== Request ==
A word-for-word reproduction of the listing is required.

== Supplied material ==
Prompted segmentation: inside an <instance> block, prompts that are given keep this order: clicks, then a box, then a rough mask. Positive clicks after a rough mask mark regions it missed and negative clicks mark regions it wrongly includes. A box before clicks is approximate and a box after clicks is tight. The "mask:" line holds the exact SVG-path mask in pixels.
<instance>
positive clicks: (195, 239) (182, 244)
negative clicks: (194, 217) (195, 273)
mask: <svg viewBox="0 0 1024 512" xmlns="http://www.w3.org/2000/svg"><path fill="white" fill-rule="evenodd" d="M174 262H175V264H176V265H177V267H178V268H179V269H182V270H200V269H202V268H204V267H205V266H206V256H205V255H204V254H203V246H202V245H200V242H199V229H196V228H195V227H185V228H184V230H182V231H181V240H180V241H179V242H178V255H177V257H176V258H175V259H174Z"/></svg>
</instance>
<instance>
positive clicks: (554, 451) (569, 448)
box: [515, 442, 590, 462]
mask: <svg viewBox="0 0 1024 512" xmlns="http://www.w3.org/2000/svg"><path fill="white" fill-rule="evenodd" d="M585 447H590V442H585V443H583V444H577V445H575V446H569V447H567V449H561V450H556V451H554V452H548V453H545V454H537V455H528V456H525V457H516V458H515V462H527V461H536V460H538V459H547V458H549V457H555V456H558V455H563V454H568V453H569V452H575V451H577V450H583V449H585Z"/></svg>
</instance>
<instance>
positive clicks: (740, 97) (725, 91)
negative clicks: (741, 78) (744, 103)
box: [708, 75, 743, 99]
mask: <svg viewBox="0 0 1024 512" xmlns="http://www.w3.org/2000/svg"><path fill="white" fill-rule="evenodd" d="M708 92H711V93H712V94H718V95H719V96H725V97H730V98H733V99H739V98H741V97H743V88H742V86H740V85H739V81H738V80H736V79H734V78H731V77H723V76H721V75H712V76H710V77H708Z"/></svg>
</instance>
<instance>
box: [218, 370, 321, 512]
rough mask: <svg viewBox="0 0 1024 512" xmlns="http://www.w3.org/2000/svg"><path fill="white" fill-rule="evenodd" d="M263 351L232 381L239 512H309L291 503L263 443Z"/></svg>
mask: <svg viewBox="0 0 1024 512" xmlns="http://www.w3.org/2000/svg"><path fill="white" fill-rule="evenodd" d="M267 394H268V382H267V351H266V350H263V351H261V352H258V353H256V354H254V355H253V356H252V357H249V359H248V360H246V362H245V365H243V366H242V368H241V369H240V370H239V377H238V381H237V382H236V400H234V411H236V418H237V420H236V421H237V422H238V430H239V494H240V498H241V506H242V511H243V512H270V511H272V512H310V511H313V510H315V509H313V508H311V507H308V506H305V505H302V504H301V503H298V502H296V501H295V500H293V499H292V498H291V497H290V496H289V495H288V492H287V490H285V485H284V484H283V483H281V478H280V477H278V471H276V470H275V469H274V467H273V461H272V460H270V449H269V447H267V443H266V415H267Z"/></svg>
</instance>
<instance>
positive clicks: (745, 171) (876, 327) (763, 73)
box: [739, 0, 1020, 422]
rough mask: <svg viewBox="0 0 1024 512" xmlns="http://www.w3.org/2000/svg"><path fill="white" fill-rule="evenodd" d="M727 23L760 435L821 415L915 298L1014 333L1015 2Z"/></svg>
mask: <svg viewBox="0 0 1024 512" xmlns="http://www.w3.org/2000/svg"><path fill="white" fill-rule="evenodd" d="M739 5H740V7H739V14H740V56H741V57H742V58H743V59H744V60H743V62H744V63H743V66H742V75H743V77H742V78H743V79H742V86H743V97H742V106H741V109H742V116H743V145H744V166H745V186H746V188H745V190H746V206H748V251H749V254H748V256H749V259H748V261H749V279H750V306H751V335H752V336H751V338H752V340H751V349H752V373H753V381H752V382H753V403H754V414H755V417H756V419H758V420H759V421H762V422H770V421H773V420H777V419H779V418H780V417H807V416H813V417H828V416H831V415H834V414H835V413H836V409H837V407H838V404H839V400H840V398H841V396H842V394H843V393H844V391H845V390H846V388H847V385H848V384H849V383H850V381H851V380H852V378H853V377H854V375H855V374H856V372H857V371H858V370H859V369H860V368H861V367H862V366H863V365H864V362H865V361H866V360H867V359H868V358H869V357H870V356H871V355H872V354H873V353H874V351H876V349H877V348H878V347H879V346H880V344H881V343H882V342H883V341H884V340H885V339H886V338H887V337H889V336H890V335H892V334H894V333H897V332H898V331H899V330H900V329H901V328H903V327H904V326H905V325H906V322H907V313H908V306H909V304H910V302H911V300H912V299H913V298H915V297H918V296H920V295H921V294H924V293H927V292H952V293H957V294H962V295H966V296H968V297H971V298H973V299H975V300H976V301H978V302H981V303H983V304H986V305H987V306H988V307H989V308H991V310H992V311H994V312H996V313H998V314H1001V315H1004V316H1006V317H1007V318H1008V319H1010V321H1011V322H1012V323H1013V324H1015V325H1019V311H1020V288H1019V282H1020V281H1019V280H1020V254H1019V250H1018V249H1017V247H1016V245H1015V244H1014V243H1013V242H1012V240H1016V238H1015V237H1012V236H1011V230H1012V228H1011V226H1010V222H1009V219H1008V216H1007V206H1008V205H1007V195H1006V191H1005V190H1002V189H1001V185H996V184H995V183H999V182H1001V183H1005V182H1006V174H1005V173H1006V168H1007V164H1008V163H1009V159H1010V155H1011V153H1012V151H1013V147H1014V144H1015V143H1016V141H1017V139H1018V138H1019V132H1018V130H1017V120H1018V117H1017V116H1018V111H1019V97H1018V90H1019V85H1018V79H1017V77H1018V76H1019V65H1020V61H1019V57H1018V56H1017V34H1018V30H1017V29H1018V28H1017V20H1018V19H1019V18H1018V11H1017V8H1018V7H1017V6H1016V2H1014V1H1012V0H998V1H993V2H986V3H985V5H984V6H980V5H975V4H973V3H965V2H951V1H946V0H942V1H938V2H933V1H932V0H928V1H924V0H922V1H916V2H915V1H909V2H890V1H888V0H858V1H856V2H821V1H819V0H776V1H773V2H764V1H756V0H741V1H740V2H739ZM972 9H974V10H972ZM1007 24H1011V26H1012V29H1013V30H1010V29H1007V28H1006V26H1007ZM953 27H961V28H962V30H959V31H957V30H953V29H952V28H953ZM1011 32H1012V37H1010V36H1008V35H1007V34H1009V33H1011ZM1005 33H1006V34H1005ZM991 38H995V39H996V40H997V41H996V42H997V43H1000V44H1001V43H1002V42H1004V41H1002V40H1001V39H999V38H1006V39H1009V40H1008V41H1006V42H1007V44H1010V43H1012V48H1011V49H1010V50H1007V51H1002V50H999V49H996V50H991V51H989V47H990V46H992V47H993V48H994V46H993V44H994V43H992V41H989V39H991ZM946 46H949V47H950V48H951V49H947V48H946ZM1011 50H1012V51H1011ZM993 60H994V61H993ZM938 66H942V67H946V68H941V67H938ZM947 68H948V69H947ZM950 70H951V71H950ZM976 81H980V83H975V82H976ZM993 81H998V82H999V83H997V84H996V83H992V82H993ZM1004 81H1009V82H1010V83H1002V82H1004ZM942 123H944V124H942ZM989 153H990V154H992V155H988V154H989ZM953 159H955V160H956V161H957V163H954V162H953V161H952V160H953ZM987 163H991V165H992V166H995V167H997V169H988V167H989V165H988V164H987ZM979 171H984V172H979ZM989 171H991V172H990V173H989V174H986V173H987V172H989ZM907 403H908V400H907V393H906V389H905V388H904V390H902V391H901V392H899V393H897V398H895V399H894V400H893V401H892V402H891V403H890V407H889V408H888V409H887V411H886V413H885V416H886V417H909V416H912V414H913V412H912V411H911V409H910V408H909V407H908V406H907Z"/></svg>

== Expected answer ==
Prompted segmentation: inside an <instance> block, prompts that are given keep this order: clicks, then a box, then a rough mask. Positive clicks after a rough mask mark regions it missed and negative clicks mark regions it wrongly includes. A box before clicks is approximate and a box after clicks is tight. The "mask:" line holds the exact SVG-path mask in pixels.
<instance>
positive clicks: (195, 239) (182, 244)
negative clicks: (194, 217) (195, 273)
mask: <svg viewBox="0 0 1024 512" xmlns="http://www.w3.org/2000/svg"><path fill="white" fill-rule="evenodd" d="M174 262H175V264H176V265H177V267H178V268H179V269H182V270H200V269H202V268H204V267H205V266H206V256H205V255H204V254H203V246H202V245H200V242H199V229H196V228H195V227H185V228H184V230H182V231H181V240H180V241H179V242H178V255H177V257H176V258H175V259H174Z"/></svg>
</instance>
<instance>
positive clicks: (554, 451) (569, 448)
box: [515, 442, 590, 462]
mask: <svg viewBox="0 0 1024 512" xmlns="http://www.w3.org/2000/svg"><path fill="white" fill-rule="evenodd" d="M585 447H590V442H585V443H583V444H577V445H575V446H569V447H567V449H561V450H556V451H554V452H548V453H545V454H537V455H528V456H525V457H516V458H515V462H527V461H536V460H538V459H547V458H549V457H555V456H558V455H563V454H568V453H569V452H575V451H577V450H583V449H585Z"/></svg>
</instance>
<instance>
positive clicks: (740, 97) (725, 91)
negative clicks: (741, 78) (744, 103)
box: [708, 75, 743, 99]
mask: <svg viewBox="0 0 1024 512" xmlns="http://www.w3.org/2000/svg"><path fill="white" fill-rule="evenodd" d="M708 92H711V93H712V94H718V95H719V96H725V97H730V98H733V99H739V98H741V97H743V88H742V86H740V85H739V81H738V80H736V79H734V78H731V77H723V76H721V75H712V76H710V77H708Z"/></svg>
</instance>
<instance>
box: [218, 370, 321, 512]
rough mask: <svg viewBox="0 0 1024 512" xmlns="http://www.w3.org/2000/svg"><path fill="white" fill-rule="evenodd" d="M263 351L232 381L239 512H309L291 503L263 443Z"/></svg>
mask: <svg viewBox="0 0 1024 512" xmlns="http://www.w3.org/2000/svg"><path fill="white" fill-rule="evenodd" d="M267 394H268V382H267V351H266V350H263V351H261V352H258V353H256V354H254V355H253V356H252V357H249V359H248V360H246V362H245V365H243V366H242V368H241V369H240V370H239V377H238V381H237V382H236V400H234V411H236V418H237V420H236V421H237V422H238V430H239V494H240V498H241V506H242V511H243V512H270V511H272V512H310V511H313V510H315V509H313V508H311V507H308V506H305V505H302V504H301V503H298V502H296V501H295V500H293V499H292V498H291V497H290V496H289V495H288V492H287V490H285V485H284V484H283V483H281V478H280V477H278V471H276V470H275V469H274V467H273V461H272V460H270V449H269V447H267V443H266V415H267Z"/></svg>
</instance>
<instance>
positive clicks: (745, 171) (876, 327) (763, 73)
box: [739, 0, 1020, 422]
rough mask: <svg viewBox="0 0 1024 512" xmlns="http://www.w3.org/2000/svg"><path fill="white" fill-rule="evenodd" d="M727 23L760 435L821 415L915 298L1014 333L1015 2Z"/></svg>
mask: <svg viewBox="0 0 1024 512" xmlns="http://www.w3.org/2000/svg"><path fill="white" fill-rule="evenodd" d="M739 5H740V7H739V14H740V56H741V57H742V58H743V59H744V60H743V62H744V63H743V66H742V75H743V77H742V78H743V79H742V86H743V97H742V106H741V109H742V116H743V145H744V166H745V186H746V188H745V190H746V206H748V251H749V254H748V256H749V259H748V261H749V279H750V306H751V335H752V336H751V338H752V340H751V349H752V373H753V381H752V382H753V403H754V414H755V417H756V419H758V420H759V421H762V422H770V421H773V420H777V419H779V418H780V417H807V416H813V417H828V416H831V415H834V414H835V413H836V409H837V407H838V404H839V400H840V398H841V396H842V394H843V393H844V391H845V390H846V388H847V385H848V384H849V383H850V381H851V380H852V378H853V377H854V375H855V374H856V372H857V371H858V370H859V369H860V368H861V367H862V366H863V365H864V362H865V361H866V360H867V359H868V358H869V357H870V356H871V355H872V354H873V353H874V351H876V349H877V348H878V347H879V346H880V344H881V343H882V342H883V341H884V340H885V339H886V338H887V337H889V336H890V335H892V334H894V333H897V332H898V331H899V330H900V329H901V328H903V327H904V326H905V325H906V322H907V313H908V306H909V304H910V302H911V300H912V299H913V298H915V297H918V296H920V295H921V294H924V293H927V292H952V293H957V294H962V295H966V296H968V297H971V298H973V299H975V300H976V301H978V302H981V303H983V304H986V305H987V306H988V307H989V308H991V310H992V311H994V312H996V313H998V314H1001V315H1004V316H1006V317H1007V318H1008V319H1010V321H1011V322H1012V323H1013V324H1015V325H1019V311H1020V288H1019V282H1020V281H1019V280H1020V254H1019V250H1018V249H1017V247H1016V245H1015V244H1014V243H1013V242H1012V240H1016V238H1015V237H1012V236H1011V230H1012V228H1011V226H1010V222H1009V219H1008V216H1007V206H1008V205H1007V195H1006V191H1005V190H1002V189H1001V185H996V184H995V183H999V182H1001V183H1005V182H1006V174H1005V173H1006V168H1007V164H1008V163H1009V159H1010V155H1011V153H1012V151H1013V147H1014V144H1015V143H1016V141H1017V139H1018V138H1019V132H1018V130H1017V120H1018V117H1017V116H1018V111H1019V97H1018V90H1019V85H1018V79H1017V77H1018V76H1019V65H1020V61H1019V57H1018V56H1017V34H1018V30H1017V29H1018V28H1017V20H1018V19H1019V18H1018V11H1017V8H1018V7H1017V6H1016V2H1014V1H1012V0H998V1H993V2H986V3H985V5H984V6H980V5H975V4H973V3H965V2H951V1H946V0H942V1H938V2H933V1H932V0H928V1H924V0H922V1H916V2H915V1H909V2H890V1H888V0H858V1H856V2H821V1H819V0H776V1H773V2H764V1H756V0H741V1H740V2H739ZM972 9H974V10H972ZM1007 24H1011V26H1012V29H1013V30H1010V29H1007V28H1006V26H1007ZM953 27H961V28H962V30H959V31H957V30H953V29H952V28H953ZM1011 32H1012V37H1010V36H1008V35H1007V34H1009V33H1011ZM1005 33H1006V34H1005ZM991 38H995V39H996V40H997V41H996V42H997V43H1000V44H1001V43H1002V42H1004V41H1002V40H1001V39H999V38H1006V39H1009V40H1008V41H1006V42H1007V44H1010V43H1012V48H1011V49H1010V50H1007V51H1002V50H999V49H996V50H991V51H989V47H990V46H992V47H993V48H994V46H993V44H994V43H992V41H989V39H991ZM946 46H949V47H950V48H951V49H947V48H946ZM1011 50H1012V51H1011ZM993 60H994V61H993ZM938 66H942V67H946V68H941V67H938ZM947 68H948V69H947ZM950 70H951V71H950ZM976 81H980V83H975V82H976ZM993 81H998V82H999V83H997V84H996V83H992V82H993ZM1004 81H1009V82H1010V83H1002V82H1004ZM942 123H944V124H942ZM989 153H990V154H992V155H988V154H989ZM953 159H955V160H956V161H957V163H954V162H953V161H952V160H953ZM987 163H991V165H992V166H995V167H997V169H988V167H989V165H988V164H987ZM979 171H984V172H979ZM989 171H991V172H990V173H989V174H986V173H987V172H989ZM907 403H908V400H907V393H906V389H905V388H904V390H902V391H901V392H899V393H897V398H895V399H894V400H893V401H892V402H891V403H890V407H889V408H888V409H887V411H886V413H885V416H886V417H909V416H912V414H913V412H912V411H911V409H910V408H909V407H908V406H907Z"/></svg>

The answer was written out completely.